§ **Your instructions**: Rewrite every row below, putting "location" wherever "coordinates" appears and leaving everything else unchanged.

§ **Records supplied**:
— START —

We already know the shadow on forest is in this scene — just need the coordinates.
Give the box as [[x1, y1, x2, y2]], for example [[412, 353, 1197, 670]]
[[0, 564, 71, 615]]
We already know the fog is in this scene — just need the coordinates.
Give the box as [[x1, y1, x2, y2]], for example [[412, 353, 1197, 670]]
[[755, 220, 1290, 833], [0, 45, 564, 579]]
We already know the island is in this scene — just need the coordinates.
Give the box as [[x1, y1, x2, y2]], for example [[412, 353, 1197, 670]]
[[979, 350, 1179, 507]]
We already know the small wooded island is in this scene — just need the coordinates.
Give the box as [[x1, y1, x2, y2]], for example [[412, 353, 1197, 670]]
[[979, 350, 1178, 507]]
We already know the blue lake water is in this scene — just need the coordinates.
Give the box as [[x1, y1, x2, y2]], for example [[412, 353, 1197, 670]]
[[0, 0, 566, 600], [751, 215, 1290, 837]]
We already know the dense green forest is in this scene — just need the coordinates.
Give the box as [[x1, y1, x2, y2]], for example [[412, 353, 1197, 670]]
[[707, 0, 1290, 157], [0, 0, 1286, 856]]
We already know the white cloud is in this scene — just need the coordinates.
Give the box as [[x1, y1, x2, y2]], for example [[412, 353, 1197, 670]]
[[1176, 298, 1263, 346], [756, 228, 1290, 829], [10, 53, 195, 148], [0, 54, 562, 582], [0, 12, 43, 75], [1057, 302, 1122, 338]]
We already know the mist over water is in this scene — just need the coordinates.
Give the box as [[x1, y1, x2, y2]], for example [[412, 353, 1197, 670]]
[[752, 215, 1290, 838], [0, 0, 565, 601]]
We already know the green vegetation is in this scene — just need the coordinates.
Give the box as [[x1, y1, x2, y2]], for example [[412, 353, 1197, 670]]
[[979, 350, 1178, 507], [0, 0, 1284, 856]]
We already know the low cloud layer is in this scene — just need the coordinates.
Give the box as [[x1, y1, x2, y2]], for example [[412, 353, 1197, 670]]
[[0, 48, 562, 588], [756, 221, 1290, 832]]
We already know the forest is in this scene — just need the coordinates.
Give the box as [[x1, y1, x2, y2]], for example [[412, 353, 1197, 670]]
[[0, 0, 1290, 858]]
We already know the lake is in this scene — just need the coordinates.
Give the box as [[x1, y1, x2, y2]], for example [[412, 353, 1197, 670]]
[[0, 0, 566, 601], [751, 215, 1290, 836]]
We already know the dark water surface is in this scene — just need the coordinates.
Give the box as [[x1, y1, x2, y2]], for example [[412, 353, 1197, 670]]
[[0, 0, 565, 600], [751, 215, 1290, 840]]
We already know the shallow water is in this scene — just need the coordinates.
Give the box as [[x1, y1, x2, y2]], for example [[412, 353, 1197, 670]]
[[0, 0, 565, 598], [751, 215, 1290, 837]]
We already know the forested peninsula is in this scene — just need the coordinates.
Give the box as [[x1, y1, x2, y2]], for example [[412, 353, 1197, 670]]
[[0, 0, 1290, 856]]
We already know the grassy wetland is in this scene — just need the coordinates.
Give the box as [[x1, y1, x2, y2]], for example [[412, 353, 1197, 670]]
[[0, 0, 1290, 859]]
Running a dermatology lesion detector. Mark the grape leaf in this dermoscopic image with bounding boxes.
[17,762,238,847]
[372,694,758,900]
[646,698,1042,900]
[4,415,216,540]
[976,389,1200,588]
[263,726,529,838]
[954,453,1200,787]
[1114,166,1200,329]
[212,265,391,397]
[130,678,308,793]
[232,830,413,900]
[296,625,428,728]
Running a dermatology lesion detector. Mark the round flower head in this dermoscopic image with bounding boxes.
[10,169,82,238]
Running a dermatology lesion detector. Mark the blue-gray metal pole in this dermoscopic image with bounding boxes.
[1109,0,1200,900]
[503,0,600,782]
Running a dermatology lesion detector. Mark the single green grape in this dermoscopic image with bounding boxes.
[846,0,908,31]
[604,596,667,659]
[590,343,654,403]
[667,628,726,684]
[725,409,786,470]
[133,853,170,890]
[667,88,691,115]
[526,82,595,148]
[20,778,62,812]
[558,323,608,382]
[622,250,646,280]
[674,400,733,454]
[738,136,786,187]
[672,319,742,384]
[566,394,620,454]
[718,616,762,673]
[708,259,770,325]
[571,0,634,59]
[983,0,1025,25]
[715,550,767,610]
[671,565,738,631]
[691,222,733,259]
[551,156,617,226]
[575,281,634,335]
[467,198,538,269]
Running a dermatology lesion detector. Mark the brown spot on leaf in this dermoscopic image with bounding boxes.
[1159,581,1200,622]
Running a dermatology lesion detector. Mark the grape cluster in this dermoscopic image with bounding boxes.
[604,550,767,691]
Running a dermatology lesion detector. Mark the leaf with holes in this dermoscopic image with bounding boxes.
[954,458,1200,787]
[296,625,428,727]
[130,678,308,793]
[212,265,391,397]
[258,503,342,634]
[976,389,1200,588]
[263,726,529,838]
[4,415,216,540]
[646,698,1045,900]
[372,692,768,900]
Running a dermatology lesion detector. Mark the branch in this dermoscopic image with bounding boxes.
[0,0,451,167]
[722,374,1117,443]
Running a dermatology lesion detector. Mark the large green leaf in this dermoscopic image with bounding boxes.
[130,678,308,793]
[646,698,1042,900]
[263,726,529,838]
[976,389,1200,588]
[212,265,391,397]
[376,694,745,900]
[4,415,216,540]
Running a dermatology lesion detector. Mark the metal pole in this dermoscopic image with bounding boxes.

— END —

§ **Answer to this task**:
We already know the shadow on forest is in this scene — just need the location.
Give the box as [[x1, y1, x2, y2]], for example [[412, 353, 1197, 670]]
[[0, 564, 71, 615]]
We already know the fog is in this scene — just need the location.
Give the box as [[x1, y1, x2, y2]], for example [[412, 353, 1197, 670]]
[[755, 220, 1290, 833], [0, 45, 564, 579]]
We already know the island is in this scene — just need the location.
Give the box as [[x1, y1, x2, y2]], for example [[412, 353, 1197, 670]]
[[979, 350, 1179, 507]]
We already know the small wooded island is in this scene — just need the location.
Give the box as [[x1, y1, x2, y2]], for example [[412, 353, 1197, 670]]
[[979, 350, 1178, 507]]
We already know the blue lake water is in this scene — just need the location.
Give the box as [[x1, y1, x2, y2]], for example [[412, 353, 1197, 670]]
[[0, 0, 566, 600], [751, 215, 1290, 837]]
We already know the dense green forest is in this scene — just need the location.
Give the box as [[x1, y1, x2, y2]], for example [[412, 353, 1197, 670]]
[[707, 0, 1290, 157], [0, 0, 1286, 856]]
We already know the white cloud is in this scene — just need the location.
Give the box as [[x1, y1, x2, y2]], for example [[412, 353, 1197, 670]]
[[1176, 298, 1263, 346], [756, 228, 1290, 829], [10, 53, 195, 148], [0, 54, 562, 582], [0, 12, 43, 75], [1057, 302, 1122, 338]]
We already know the mist over water is in this scene — just need the location.
Give the box as [[x1, y1, x2, y2]], for example [[412, 353, 1197, 670]]
[[752, 215, 1290, 838], [0, 0, 565, 601]]
We already know the green vegetation is in this scene — just need the location.
Give the box as [[x1, y1, x2, y2]], for example [[412, 353, 1197, 670]]
[[979, 350, 1178, 507], [0, 0, 1284, 856]]
We already know the low cloud layer is in this scene — just need the location.
Give the box as [[x1, y1, x2, y2]], for example [[412, 353, 1197, 670]]
[[0, 48, 562, 588], [756, 221, 1290, 832]]
We already know the forest is in this scene — just need the location.
Give the box as [[x1, y1, x2, y2]], for example [[412, 353, 1197, 670]]
[[0, 0, 1290, 858]]
We already know the lake is in this scene — just need the location.
Give the box as [[x1, y1, x2, y2]], for example [[412, 353, 1197, 670]]
[[0, 0, 566, 601], [751, 215, 1290, 836]]
We already know the dark water surface is in this scene — just need the location.
Give the box as [[x1, y1, x2, y2]], for example [[412, 353, 1197, 670]]
[[0, 0, 565, 600], [751, 215, 1290, 840]]
We already know the shallow water is in this scene — just need the location.
Give the box as [[x1, y1, x2, y2]], for example [[412, 353, 1197, 670]]
[[0, 0, 565, 598], [751, 215, 1290, 837]]
We already know the forested peninsula is in this scene — just need the location.
Give the box as [[x1, y1, x2, y2]], for example [[412, 353, 1197, 670]]
[[0, 0, 1290, 856]]
We already know the grassy wetland is in this scene — just need the location.
Give the box as [[x1, y1, x2, y2]], for example [[412, 353, 1197, 670]]
[[0, 0, 1290, 859]]
Running a dermatology lesion detector. Mark the grape leaf in this dermoscopic image with bounding boxes.
[17,762,238,847]
[372,694,758,900]
[646,698,1042,900]
[4,415,216,540]
[976,389,1200,588]
[263,726,529,838]
[954,453,1200,787]
[1114,166,1200,329]
[212,265,391,397]
[130,678,308,793]
[232,830,413,900]
[296,625,428,728]
Running a dermatology lesion detector. Mark the round flower head in this dermoscopic image with bounding boxes.
[10,169,82,238]
Running a dermatology lesion detector. Mark the blue-gray metal pole in this dermoscopic image with bounding boxes.
[1109,0,1200,900]
[503,0,600,782]
Running a dermatology lesion detector. Mark the single green grape in this dermoscopic image with bounding boxes.
[846,0,908,31]
[604,596,667,659]
[590,343,654,403]
[667,628,726,684]
[725,409,786,470]
[133,853,170,890]
[667,88,691,115]
[526,82,595,148]
[20,778,62,812]
[558,323,608,382]
[622,250,646,280]
[674,400,733,454]
[738,136,786,187]
[672,319,742,384]
[566,394,620,454]
[718,616,762,673]
[708,259,770,325]
[571,0,634,59]
[983,0,1025,25]
[715,550,767,610]
[671,565,738,631]
[691,222,733,259]
[551,156,617,226]
[575,281,634,335]
[467,198,538,269]
Running a dermatology lesion detector. Mark the brown spot on leaf in this dermoscopic image with bounding boxes.
[1159,581,1200,622]
Running a dermatology lesion detector. Mark the grape cluster in this dermoscopic image with bounding boxes.
[604,550,767,691]
Running a dermatology lesion detector. Mark the leaf with holes in this dermoscopic image with bounding boxes.
[954,458,1200,787]
[296,625,428,727]
[130,678,308,793]
[212,265,391,397]
[258,503,342,634]
[976,389,1200,588]
[263,726,529,838]
[4,415,216,540]
[646,698,1045,900]
[372,692,768,900]
Running a dermatology lesion detector. Mark the branch in this dermoscopic image with bounding boxes.
[0,0,451,167]
[722,374,1117,443]
Running a dermatology lesion detector. Mark the large green leaf in this dermoscopic image with bounding boxes.
[130,678,308,793]
[646,698,1042,900]
[263,726,529,838]
[976,389,1200,588]
[212,265,391,397]
[376,694,745,900]
[4,415,216,540]
Running a dermatology lesion detector. Mark the metal pole in this dermoscopic image with bounding boxes.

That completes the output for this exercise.